--- Excerpted passage Enclosed Below ---

The Islamic State's governance of Al-Barakah occasionally suffered from some internal turmoil: At some point in or after 2016, some local IS judges went on strike to protest the impunity with which IS security officials ("amnis") were allowed to act in Al-Barakah. By this point, civilians had also voiced opposition to the security agents' behavior. Regardless, higher-ranking IS officials ignored the issue. As IS control over its territories weakened, the severity of punishments increased, including in Al-Barakah. One local recalled that IS security forces initially undertook actual investigations, but later started to just execute suspects.

In early 2014, IS was preparing to set up a "dhimmi pact" to deal with Christians living in Al-Barakah Province, and ordered them to pay the jizya (a special tax for non-Muslims). At the time, the Jihadists were not yet officially forcing them to convert to Islam. Nevertheless, IS militants under Al-Barakah's jurisdiction were known to abduct, ransom, persecute, and execute local Christians, sometimes disparagingly referred to as "crusaders" by IS followers. This ran contrary to the group's own portrayal of its policies, as Al-Barakah's authorities claimed that they acted mercifully toward Christians while also proselytizing them. Most notably, Al-Barakah's media center released a report in March 2015 according to which several Christians from Tell Tamer had voluntarily converted and "received the caliphate's blessing". A local journalist argued, however, that the converts had probably been threatened with torture or death. Accordingly, the Islamic State's version of the story was propaganda "to attract the sympathy of Muslims worldwide".

After Al-Barakah had been reduced to an insurgent presence, IS continued to publish administrative documents relating to the district in order to claim a continuation of its governance.

--- End of Enclosed Excerpted passage ---
--- Entries shown Enclosed Below ---

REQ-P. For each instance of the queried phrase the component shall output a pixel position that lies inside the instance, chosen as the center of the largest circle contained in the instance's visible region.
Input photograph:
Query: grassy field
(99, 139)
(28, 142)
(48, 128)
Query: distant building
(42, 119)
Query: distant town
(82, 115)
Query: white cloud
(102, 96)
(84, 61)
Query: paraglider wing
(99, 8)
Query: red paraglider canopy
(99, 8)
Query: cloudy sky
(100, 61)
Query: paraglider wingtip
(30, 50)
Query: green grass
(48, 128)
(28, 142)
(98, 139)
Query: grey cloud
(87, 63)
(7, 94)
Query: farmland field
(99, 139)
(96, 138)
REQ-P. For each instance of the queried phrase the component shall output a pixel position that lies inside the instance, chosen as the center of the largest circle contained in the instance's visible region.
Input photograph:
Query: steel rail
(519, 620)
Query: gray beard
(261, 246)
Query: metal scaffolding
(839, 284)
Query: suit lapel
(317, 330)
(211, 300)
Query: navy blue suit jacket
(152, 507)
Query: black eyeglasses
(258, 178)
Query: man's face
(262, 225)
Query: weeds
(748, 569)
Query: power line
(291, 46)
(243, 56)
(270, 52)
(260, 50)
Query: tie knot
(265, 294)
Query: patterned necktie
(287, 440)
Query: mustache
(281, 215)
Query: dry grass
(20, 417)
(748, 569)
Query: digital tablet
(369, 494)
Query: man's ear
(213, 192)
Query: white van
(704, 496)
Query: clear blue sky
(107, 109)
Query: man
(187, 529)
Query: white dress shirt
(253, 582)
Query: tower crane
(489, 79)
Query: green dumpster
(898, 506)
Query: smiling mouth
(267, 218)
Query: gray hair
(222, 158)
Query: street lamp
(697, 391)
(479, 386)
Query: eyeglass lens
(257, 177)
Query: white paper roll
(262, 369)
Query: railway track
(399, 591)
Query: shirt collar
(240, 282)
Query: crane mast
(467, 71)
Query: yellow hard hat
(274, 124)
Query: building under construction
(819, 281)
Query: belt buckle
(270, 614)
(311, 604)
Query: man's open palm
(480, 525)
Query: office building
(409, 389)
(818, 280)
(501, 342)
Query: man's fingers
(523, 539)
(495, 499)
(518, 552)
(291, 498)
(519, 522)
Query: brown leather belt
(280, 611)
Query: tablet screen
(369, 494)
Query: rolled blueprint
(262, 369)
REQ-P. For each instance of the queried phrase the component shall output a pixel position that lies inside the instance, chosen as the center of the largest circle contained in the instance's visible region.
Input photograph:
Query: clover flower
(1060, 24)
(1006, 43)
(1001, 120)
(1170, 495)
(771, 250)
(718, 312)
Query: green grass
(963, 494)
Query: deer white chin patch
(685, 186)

--- End of Enclosed Entries shown ---

§ Work required
Copy out the full passage on Islamic State rule in Al-Barakah word for word, from its first sentence to its last.

§ Result
The Islamic State's governance of Al-Barakah occasionally suffered from some internal turmoil: At some point in or after 2016, some local IS judges went on strike to protest the impunity with which IS security officials ("amnis") were allowed to act in Al-Barakah. By this point, civilians had also voiced opposition to the security agents' behavior. Regardless, higher-ranking IS officials ignored the issue. As IS control over its territories weakened, the severity of punishments increased, including in Al-Barakah. One local recalled that IS security forces initially undertook actual investigations, but later started to just execute suspects.

In early 2014, IS was preparing to set up a "dhimmi pact" to deal with Christians living in Al-Barakah Province, and ordered them to pay the jizya (a special tax for non-Muslims). At the time, the Jihadists were not yet officially forcing them to convert to Islam. Nevertheless, IS militants under Al-Barakah's jurisdiction were known to abduct, ransom, persecute, and execute local Christians, sometimes disparagingly referred to as "crusaders" by IS followers. This ran contrary to the group's own portrayal of its policies, as Al-Barakah's authorities claimed that they acted mercifully toward Christians while also proselytizing them. Most notably, Al-Barakah's media center released a report in March 2015 according to which several Christians from Tell Tamer had voluntarily converted and "received the caliphate's blessing". A local journalist argued, however, that the converts had probably been threatened with torture or death. Accordingly, the Islamic State's version of the story was propaganda "to attract the sympathy of Muslims worldwide".

After Al-Barakah had been reduced to an insurgent presence, IS continued to publish administrative documents relating to the district in order to claim a continuation of its governance.